En effet, depuis 1982, elle n’a échappé au déficit qu’en 1991 et pour des raisons exceptionnelles liées aux versements effectués par les monarchies du Golfe pour financer la première guerre contre l’Irak.

Comment interpréter cette situation ? On peut raisonner à partir de la dérive de la balance commerciale qui est une des composantes de la balance des paiements courants. Celle-ci ajoutant aux échanges strictement commerciaux les mouvements de fonds liés à la rémunération des placements effectués à l’étranger, au tourisme ou à l’expatriation d’une partie de la population.

La balance commerciale des Etats-Unis est, elle, en déficit depuis 1971. Cette année-là, le déficit fut de 3 milliards de dollars. En 2007, juste avant la crise, il a atteint 795 milliards de dollars, dont 350 de facture pétrolière.

L’Amérique, qui se désindustrialise et qui ne peut se limiter dans son orgie d’énergie, serait ainsi devenue dépendante des producteurs de pétrole et des usines asiatiques. A tel point que Nicholas G. Mankiw, économiste qui fut le conseiller du président George W. Bush, a pu déclarer que le taux de change du dollar est devenu un problème de politique intérieure aux Etats-Unis, dans la mesure où il a une incidence sur le quotidien des gens de façon différenciée.

LES DIFFÉRENTES CLASSES SOCIALES NE VIVENT PLUS DANS LA MÊME DEVISE

A l’en croire, les différentes classes sociales américaines, dépendant de plus en plus des importations, ne vivent plus dans la même devise. La classe aisée passe ses vacances en Grèce, roule en automobile allemande et porte des costumes italiens qu’elle achète en euros. En revanche, les classes populaires s’approvisionnent dans des chaînes de magasins où 80 % des produits arrivent de Chine et vivent donc en yuans…

Mais cette vision des relations économiques internationales est partielle, voire partiale. Jacques Rueff, qui conseilla de Gaulle dans son combat contre l’hégémonie monétaire américaine, écrivait dans un de ses livres sur l’analyse de la balance des paiements que “les hymnes à l’exportation ne sont que stupidité et mensonge. Ils supposent de n’avoir pas conscience de l’inanité de toute distinction entre commerce intérieur et international”.

━━━━━━━━━━━━━━━━━━━━━━━━━━━━━━

**TÂCHE COURTE:** Réécrivez sous forme de liste le paragraphe de l'extrait sur le déficit américain qui commence par « La balance commerciale des Etats-Unis », en conservant ses chiffres principaux. Les données qui suivent proviennent d'une autre source.

Enregistrements conservés

━━━━━━━━━━━━━━━━━━━━━━━━━━━━━━

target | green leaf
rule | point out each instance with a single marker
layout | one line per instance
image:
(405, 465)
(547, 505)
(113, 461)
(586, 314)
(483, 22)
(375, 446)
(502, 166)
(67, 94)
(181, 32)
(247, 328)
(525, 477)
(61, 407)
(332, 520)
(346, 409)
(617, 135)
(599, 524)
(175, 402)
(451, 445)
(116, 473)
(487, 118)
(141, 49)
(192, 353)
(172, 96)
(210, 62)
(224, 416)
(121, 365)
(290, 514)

━━━━━━━━━━━━━━━━━━━━━━━━━━━━━━

**SOLUTION RÉDIGÉE:**
- La balance commerciale des États-Unis est déficitaire depuis 1971.
- En 1971, le déficit était de 3 milliards de dollars.
- En 2007, juste avant la crise, il a atteint 795 milliards de dollars, dont 350 milliards dus à la facture pétrolière.